▶ [Data for processing]:

# # #

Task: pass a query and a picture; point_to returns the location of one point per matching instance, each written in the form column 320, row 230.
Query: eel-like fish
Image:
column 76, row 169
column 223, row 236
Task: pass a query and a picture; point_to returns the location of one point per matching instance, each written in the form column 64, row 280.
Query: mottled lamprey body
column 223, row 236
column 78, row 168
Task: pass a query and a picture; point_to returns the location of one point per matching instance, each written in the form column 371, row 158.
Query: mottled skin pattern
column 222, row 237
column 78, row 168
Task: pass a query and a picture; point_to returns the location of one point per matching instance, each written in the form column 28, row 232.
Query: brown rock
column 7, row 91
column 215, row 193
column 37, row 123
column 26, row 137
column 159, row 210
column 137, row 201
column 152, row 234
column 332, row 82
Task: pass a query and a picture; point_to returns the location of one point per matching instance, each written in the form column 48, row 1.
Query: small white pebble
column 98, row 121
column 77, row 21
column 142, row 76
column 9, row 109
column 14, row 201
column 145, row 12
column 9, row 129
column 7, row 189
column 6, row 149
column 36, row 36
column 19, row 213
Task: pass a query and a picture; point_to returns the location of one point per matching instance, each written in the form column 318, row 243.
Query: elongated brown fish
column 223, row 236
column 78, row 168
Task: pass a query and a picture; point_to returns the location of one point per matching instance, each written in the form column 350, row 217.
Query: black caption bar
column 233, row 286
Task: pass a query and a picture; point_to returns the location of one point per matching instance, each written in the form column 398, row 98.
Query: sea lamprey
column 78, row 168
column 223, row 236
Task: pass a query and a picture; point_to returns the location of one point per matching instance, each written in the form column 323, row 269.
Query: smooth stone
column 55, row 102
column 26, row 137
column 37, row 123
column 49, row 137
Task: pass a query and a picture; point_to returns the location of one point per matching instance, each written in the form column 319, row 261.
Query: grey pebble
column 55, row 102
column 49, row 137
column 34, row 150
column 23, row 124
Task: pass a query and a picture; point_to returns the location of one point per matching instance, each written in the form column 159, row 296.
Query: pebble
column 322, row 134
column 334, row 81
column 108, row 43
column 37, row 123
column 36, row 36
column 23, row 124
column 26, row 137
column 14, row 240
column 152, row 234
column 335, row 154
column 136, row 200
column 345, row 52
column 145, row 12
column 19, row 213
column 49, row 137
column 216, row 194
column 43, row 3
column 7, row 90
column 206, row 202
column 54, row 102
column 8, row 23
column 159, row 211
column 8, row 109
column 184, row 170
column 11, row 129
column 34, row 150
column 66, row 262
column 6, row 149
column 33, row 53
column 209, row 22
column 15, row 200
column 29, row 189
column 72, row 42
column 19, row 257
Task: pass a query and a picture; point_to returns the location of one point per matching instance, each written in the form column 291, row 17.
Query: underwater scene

# # #

▶ [What is being asked]: Please format every line of the records above as a JSON list of strings, with one string per line and blank lines left out.

▶ [Solution]:
[
  "Task: pass a query and a picture; point_to returns the location of one point per matching instance, each written in the form column 320, row 230.",
  "Query: eel-like fish",
  "Image:",
  "column 76, row 169",
  "column 223, row 236",
  "Task: pass a query and a picture; point_to returns the location of one point per matching instance, each written in the form column 64, row 280.",
  "Query: mottled lamprey body",
  "column 223, row 236",
  "column 78, row 168",
  "Task: pass a query and a picture; point_to returns the location of one point per matching instance, each written in the form column 371, row 158.",
  "Query: mottled skin pattern",
  "column 222, row 237",
  "column 78, row 168",
  "Task: pass a query and a picture; point_to returns the location of one point per matching instance, each written in the form column 28, row 232.",
  "Query: brown rock",
  "column 7, row 91",
  "column 215, row 193",
  "column 37, row 123",
  "column 26, row 137",
  "column 159, row 210",
  "column 137, row 201",
  "column 152, row 234",
  "column 332, row 82",
  "Task: pass a query and a picture; point_to returns the location of one point per matching instance, each written in the form column 48, row 1.",
  "Query: small white pebble",
  "column 98, row 121",
  "column 77, row 21",
  "column 142, row 76",
  "column 9, row 109",
  "column 14, row 201",
  "column 145, row 12",
  "column 9, row 129",
  "column 7, row 189",
  "column 6, row 149",
  "column 36, row 36",
  "column 19, row 213",
  "Task: pass a query and a picture; point_to returns the location of one point per matching instance, each written in the form column 318, row 243.",
  "Query: elongated brown fish",
  "column 223, row 236",
  "column 78, row 168",
  "Task: pass a query and a picture; point_to returns the location of one point per matching instance, each written in the form column 350, row 217.",
  "Query: black caption bar",
  "column 233, row 286",
  "Task: pass a query and a picture; point_to returns the location of one point per matching instance, each written in the form column 398, row 98.",
  "Query: sea lamprey",
  "column 78, row 168",
  "column 223, row 236",
  "Task: pass a query and a picture; point_to returns the location of one point per matching instance, each written in the form column 323, row 269.",
  "Query: smooth stone",
  "column 55, row 102",
  "column 26, row 137",
  "column 37, row 123",
  "column 49, row 137",
  "Task: pass a query and a picture; point_to returns the location of one point per matching instance, each written in the form column 319, row 261.",
  "Query: grey pebble",
  "column 55, row 102",
  "column 49, row 137",
  "column 34, row 150",
  "column 23, row 124",
  "Task: pass a query and a picture; point_to returns the location of one point per matching instance, each written in the form column 159, row 296.",
  "Query: pebble",
  "column 322, row 134",
  "column 334, row 81",
  "column 108, row 43",
  "column 37, row 123",
  "column 36, row 36",
  "column 23, row 124",
  "column 26, row 137",
  "column 14, row 240",
  "column 152, row 234",
  "column 335, row 154",
  "column 136, row 200",
  "column 345, row 52",
  "column 145, row 12",
  "column 19, row 213",
  "column 49, row 137",
  "column 216, row 194",
  "column 43, row 3",
  "column 7, row 90",
  "column 206, row 202",
  "column 54, row 102",
  "column 8, row 23",
  "column 159, row 211",
  "column 8, row 109",
  "column 184, row 170",
  "column 11, row 129",
  "column 34, row 150",
  "column 66, row 262",
  "column 6, row 149",
  "column 33, row 53",
  "column 209, row 22",
  "column 15, row 200",
  "column 29, row 189",
  "column 72, row 42",
  "column 19, row 257",
  "Task: pass a query and a picture; point_to returns the location of one point per matching instance, each written in the form column 291, row 17.",
  "Query: underwater scene"
]